◆ Problem to work on: Return every line of the listing below without alteration, keeping the original order.

--- start ---

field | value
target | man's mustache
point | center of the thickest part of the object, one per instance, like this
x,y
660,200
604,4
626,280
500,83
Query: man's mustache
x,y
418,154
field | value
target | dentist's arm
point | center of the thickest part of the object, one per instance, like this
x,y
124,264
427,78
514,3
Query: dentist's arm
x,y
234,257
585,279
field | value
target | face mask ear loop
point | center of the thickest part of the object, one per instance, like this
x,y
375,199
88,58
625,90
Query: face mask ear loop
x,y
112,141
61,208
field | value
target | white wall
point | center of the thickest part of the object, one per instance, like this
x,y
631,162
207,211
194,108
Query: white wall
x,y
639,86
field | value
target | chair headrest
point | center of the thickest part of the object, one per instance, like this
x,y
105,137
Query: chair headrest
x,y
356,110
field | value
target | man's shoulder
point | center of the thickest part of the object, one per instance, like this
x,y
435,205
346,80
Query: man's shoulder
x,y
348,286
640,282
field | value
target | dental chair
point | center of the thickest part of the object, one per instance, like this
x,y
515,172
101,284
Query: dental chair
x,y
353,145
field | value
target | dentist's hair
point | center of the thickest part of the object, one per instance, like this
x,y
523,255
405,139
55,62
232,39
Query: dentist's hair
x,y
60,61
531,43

--- end ---

◆ Answer in full:
field | value
target | man's mustache
point | center of the thickest part of the object, one per instance, like this
x,y
660,200
604,4
626,280
500,83
Query: man's mustache
x,y
418,154
field | value
target | dentist's arm
point | center of the thickest part of the object, one per instance, like this
x,y
124,264
427,78
514,3
Query: dentist's arm
x,y
234,257
585,279
field | value
target | face mask ear loop
point | center of the thickest part of the object, one per instance, like this
x,y
375,199
88,58
625,90
Query: face mask ear loop
x,y
112,141
61,208
field | value
target | white wall
point | center of the thickest part of the object, one per instance, like this
x,y
631,162
207,211
194,108
Query: white wall
x,y
639,86
field | value
target | chair headrest
point | center of the thickest part of the object, one per instance, like this
x,y
105,137
Query: chair headrest
x,y
356,110
field | value
target | man's shoulder
point | center of the thickest part of the object, one per instance, like this
x,y
435,205
346,80
Query: man's shoulder
x,y
348,286
640,282
field | value
target | dental chair
point | center of the thickest part of the object, one per instance, like this
x,y
515,172
101,284
Query: dental chair
x,y
353,145
field | value
target | dentist's hair
point | center of the thickest part of the object, one per instance, like this
x,y
523,255
405,139
55,62
232,39
Query: dentist's hair
x,y
60,61
531,43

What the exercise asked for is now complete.